[Records from a collection]
____
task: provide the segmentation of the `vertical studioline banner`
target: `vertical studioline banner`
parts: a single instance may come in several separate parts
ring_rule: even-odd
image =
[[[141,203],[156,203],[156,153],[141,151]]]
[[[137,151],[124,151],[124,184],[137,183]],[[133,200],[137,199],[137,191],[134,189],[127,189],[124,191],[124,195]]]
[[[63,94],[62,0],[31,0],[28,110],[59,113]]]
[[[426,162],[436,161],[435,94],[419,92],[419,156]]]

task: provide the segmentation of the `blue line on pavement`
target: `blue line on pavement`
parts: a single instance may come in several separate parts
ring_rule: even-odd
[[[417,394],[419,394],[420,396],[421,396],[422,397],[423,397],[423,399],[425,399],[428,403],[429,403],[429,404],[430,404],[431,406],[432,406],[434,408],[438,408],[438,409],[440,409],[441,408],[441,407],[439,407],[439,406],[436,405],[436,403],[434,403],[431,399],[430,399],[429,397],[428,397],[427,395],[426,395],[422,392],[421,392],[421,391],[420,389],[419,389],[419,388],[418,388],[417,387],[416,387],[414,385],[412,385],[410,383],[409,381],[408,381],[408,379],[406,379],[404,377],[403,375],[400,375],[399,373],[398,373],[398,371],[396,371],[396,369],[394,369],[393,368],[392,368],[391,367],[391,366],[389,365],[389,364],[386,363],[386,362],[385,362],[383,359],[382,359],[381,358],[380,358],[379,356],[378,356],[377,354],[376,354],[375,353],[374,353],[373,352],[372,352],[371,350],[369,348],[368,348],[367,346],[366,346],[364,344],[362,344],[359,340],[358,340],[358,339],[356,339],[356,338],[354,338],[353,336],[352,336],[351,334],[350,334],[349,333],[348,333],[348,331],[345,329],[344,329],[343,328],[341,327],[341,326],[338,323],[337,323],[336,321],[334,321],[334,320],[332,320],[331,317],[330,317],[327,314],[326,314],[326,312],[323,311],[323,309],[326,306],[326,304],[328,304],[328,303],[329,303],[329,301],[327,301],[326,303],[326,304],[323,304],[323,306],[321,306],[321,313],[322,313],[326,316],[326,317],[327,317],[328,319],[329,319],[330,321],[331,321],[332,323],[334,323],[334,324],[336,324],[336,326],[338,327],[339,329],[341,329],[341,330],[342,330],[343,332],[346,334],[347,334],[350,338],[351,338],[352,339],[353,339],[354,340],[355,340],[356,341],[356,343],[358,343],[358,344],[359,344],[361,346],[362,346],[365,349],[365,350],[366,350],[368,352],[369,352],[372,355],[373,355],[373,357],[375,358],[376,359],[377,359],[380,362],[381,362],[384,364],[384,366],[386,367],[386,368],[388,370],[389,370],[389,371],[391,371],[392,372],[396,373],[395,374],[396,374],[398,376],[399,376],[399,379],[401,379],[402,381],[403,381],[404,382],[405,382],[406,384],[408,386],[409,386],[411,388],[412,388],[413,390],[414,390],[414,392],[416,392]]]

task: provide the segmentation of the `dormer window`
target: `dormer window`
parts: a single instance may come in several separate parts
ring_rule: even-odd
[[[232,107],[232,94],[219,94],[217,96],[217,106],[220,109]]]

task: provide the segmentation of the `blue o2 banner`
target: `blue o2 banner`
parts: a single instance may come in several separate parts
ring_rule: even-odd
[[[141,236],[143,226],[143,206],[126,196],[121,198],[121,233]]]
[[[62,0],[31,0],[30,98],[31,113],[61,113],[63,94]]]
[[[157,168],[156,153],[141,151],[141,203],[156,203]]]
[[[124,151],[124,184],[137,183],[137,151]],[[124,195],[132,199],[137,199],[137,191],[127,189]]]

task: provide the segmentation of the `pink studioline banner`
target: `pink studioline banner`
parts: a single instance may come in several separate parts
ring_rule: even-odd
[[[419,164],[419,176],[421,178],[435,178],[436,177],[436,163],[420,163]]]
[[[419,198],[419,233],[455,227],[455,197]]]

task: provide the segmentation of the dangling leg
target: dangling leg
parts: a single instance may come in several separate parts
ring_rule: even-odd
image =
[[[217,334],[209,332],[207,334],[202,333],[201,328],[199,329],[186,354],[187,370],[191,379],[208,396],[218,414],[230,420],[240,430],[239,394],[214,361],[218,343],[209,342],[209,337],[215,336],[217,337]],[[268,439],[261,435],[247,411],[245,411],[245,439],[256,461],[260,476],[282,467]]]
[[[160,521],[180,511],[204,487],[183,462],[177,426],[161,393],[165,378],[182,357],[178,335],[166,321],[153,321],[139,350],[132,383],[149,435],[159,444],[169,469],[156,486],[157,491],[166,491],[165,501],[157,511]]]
____
What needs to be done: In all the lines above, replace "banner" with "flag" and give them again with nothing else changed.

The reply:
task: provide the segmentation of the `vertical studioline flag`
target: `vertical studioline flag`
parts: a single instance may come in several separate parts
ring_rule: even-odd
image =
[[[141,203],[156,203],[156,153],[141,151]]]
[[[137,151],[124,151],[124,184],[137,183]],[[133,200],[137,199],[137,191],[134,189],[127,189],[124,191],[124,195]]]
[[[63,94],[62,0],[31,0],[28,110],[59,113]]]
[[[426,162],[436,161],[435,94],[419,92],[419,156]]]

task: provide the segmentation of the `blue line on pavement`
target: `blue line on pavement`
parts: a single instance may come in several separate parts
ring_rule: even-odd
[[[417,394],[419,394],[420,396],[421,396],[422,397],[423,397],[423,399],[425,399],[428,403],[429,403],[429,404],[430,404],[431,406],[432,406],[434,408],[438,408],[438,409],[440,409],[441,408],[441,407],[439,407],[439,406],[436,405],[436,403],[434,403],[431,399],[430,399],[429,397],[428,397],[427,395],[426,395],[422,392],[421,392],[421,391],[420,389],[419,389],[419,388],[418,388],[417,387],[416,387],[414,385],[412,385],[410,383],[409,381],[408,381],[408,379],[406,379],[404,377],[403,375],[400,375],[399,373],[398,373],[398,371],[396,371],[396,369],[394,369],[393,368],[392,368],[391,367],[391,366],[389,365],[389,364],[386,363],[386,362],[385,362],[383,359],[382,359],[381,358],[380,358],[379,356],[378,356],[377,354],[376,354],[375,353],[374,353],[373,352],[372,352],[371,350],[369,348],[368,348],[367,346],[366,346],[364,344],[362,344],[359,340],[358,340],[358,339],[356,339],[356,338],[354,338],[353,336],[352,336],[351,334],[350,334],[349,333],[348,333],[348,331],[345,329],[344,329],[343,328],[341,327],[341,326],[338,323],[337,323],[336,321],[334,321],[334,320],[332,320],[331,317],[330,317],[327,314],[326,314],[326,312],[323,311],[323,309],[326,306],[326,304],[328,304],[328,303],[329,303],[329,301],[327,301],[326,303],[326,304],[323,304],[323,306],[321,306],[321,313],[322,313],[326,316],[326,317],[327,317],[328,319],[329,319],[330,321],[331,321],[332,323],[334,323],[334,324],[336,324],[336,326],[338,327],[339,329],[341,329],[341,330],[342,330],[343,332],[346,334],[347,334],[350,338],[351,338],[352,339],[353,339],[354,340],[355,340],[356,341],[356,343],[358,343],[358,344],[359,344],[361,346],[362,346],[365,349],[365,350],[366,350],[368,352],[369,352],[372,355],[373,355],[373,357],[375,358],[376,359],[377,359],[380,362],[381,362],[384,364],[384,366],[386,367],[386,368],[388,370],[389,370],[389,371],[391,371],[392,372],[396,373],[395,374],[396,374],[398,376],[399,376],[399,379],[401,379],[402,381],[403,381],[404,382],[405,382],[406,384],[408,386],[409,386],[411,388],[412,388],[413,390],[414,390],[414,392],[416,392]]]

task: provide the segmentation of the `dormer window`
target: `dormer window`
parts: a single instance may come in several separate parts
ring_rule: even-odd
[[[232,107],[232,94],[219,94],[217,96],[217,106],[220,109]]]

task: provide the segmentation of the `blue o2 flag`
target: `blue o2 flag`
parts: a single instance may come in several separate parts
ring_rule: even-odd
[[[141,236],[143,226],[143,206],[126,196],[121,198],[121,233]]]
[[[62,0],[31,0],[30,98],[31,113],[61,113],[63,94]]]
[[[157,168],[156,153],[141,151],[141,203],[156,203]]]
[[[124,151],[124,184],[137,183],[137,151]],[[124,195],[132,199],[137,199],[137,191],[127,189]]]

task: provide the segmentation of the `pink studioline flag`
target: `pink studioline flag`
parts: a single instance may come in several separate parts
ring_rule: even-odd
[[[419,164],[419,176],[421,178],[435,178],[436,177],[436,163],[420,163]]]
[[[419,198],[419,233],[455,227],[455,197]]]

task: provide the segmentation of the dangling leg
target: dangling leg
parts: a single instance may come in several separate parts
ring_rule: even-odd
image =
[[[217,334],[209,332],[207,334],[202,333],[201,328],[199,329],[186,354],[187,370],[191,379],[208,396],[218,414],[230,420],[240,430],[239,394],[214,361],[218,343],[209,342],[209,337],[215,336],[217,337]],[[268,439],[261,435],[247,411],[245,411],[245,439],[256,461],[260,476],[282,467]]]
[[[160,521],[180,511],[204,487],[183,462],[177,426],[161,393],[165,378],[182,357],[178,335],[166,321],[153,321],[139,350],[132,383],[149,435],[159,444],[169,469],[156,486],[157,491],[166,491],[165,501],[157,511]]]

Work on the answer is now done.